DIRECTION: In the beverage dispenser text below, what does the flow rate sensor 120 generate for each predetermined volume of syrup it senses?

EXTRACTED TEXT:
The total number of pulses from the flow rate sensor 120 are tallied and stored on a data acquisition module (DAM) 155. DAM 155 thereafter wirelessly communicates the pulse count tally to an electronic device 165, such as a tablet, computer, of other data terminal. Based on a predetermined conversion factor for the specific syrup used and the total number of pulses generated by the flow rate sensor 120, the electronic device 165 calculates the nutritional information 115 of the dispensed beverage 105. The calculated nutritional information 115 is thereafter presented to a user via an electronic display 130, which may be integrated as part of the electronic device 165 or may be a separate component. The following description proceeds with additional details of this and other embodiments of the real-time consumption system 100.

FIG. 1 is schematic diagram illustrating an example embodiment of a real-time consumption system 100. With particular reference to FIG. 1, the system 100 includes a syrup reservoir 125, such as a bladder or a bag-in-box package, for storing syrup or syrup concentrate used to produce a selected beverage 105. For simplicity, FIG. 1 illustrates a single syrup reservoir 125, but it should be understood that in other embodiments, the system 100 may include any number of reservoirs 125 with different syrup flavors (e.g., one each to produce a unique beverage) to offer a user a variety of beverage selections. The syrup may be drawn from the syrup reservoir 125 by a syrup pump 135 that is operated in response to actuation of the soda fountain 110, such as by depressing the button 140 or actuating another input mechanism (e.g., selecting a beverage 105 on an electronic touchscreen display). The syrup pump 135 may be a positive displacement pump, peristaltic pump, gas-driven diaphragm pump, or any other pump suitable for drawing syrup from the syrup reservoir 125. After the button 140 is depressed, a predetermined ratio of concentrated syrup from the reservoir 125 is mixed with a diluting agent, such as carbonated water or plain water stored in a second reservoir 160 (which may include a municipal water supply), such as carbonated water or plain water, and the resulting beverage 105 is dispensed to the user via an output or nozzle 145.

As mentioned previously, the system 100 includes a volumetric flow rate sensor 120 in communication with the syrup reservoir 125 to measure a volume of syrup that was drawn from the reservoir 125 and used to create the beverage 105. The sensor 120 senses an amount of syrup passing through a hose or other conduit that carries the syrup from the reservoir 125 toward the nozzle 145. As mentioned previously, the flow rate sensor 120 generates an electrical pulse for a predetermined volume of syrup that is sensed by the flow rate sensor 120 and the total number of pulses are counted by DAM 155. Based on the information from the sensor 120, the electronic device 165 calculates nutritional information 115 for the dispensed beverage 105. Although some embodiments describe that the electronic device 165 calculates nutritional information 115 based on the pulse count tally communicated by DAM 155, it should be understood that in other embodiments, DAM 155 may calculate the nutritional information 115 and then wirelessly communicate the calculated data to the electronic device 165 for presentation to the user via the electronic display 130.

Recorded data:
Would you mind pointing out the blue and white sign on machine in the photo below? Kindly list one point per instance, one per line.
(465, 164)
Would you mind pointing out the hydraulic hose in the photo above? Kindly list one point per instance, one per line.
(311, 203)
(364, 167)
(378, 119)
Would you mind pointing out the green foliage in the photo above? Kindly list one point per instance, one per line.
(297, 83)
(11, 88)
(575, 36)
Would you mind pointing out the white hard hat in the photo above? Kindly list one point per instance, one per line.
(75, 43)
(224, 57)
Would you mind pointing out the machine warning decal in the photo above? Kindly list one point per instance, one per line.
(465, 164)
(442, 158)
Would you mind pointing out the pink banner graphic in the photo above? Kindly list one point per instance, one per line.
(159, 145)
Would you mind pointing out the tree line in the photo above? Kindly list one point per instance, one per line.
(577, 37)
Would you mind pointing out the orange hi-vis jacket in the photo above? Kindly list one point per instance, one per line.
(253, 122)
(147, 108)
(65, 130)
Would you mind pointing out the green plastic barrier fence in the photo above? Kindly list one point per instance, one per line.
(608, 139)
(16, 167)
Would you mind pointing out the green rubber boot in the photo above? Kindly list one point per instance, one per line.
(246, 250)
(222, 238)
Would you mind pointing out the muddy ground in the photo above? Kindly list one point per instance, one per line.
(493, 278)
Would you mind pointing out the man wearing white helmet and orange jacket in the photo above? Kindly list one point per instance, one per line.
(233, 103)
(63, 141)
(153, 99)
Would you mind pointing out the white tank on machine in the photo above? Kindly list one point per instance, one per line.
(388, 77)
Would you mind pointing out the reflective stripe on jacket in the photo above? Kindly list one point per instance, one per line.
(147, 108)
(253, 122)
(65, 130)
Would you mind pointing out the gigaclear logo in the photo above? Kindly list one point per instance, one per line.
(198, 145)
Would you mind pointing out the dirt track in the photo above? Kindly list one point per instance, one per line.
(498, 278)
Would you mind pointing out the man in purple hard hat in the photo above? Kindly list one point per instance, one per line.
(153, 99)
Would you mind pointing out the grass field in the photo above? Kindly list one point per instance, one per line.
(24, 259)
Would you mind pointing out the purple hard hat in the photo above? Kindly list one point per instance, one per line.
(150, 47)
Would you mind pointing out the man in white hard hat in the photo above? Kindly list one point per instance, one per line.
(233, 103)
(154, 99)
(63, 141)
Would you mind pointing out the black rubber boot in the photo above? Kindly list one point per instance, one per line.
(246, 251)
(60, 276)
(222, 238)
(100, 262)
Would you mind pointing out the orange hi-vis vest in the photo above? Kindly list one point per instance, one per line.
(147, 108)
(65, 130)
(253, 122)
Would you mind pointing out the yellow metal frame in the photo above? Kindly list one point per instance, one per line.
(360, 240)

THE COMPLETED TASK: An electrical pulse.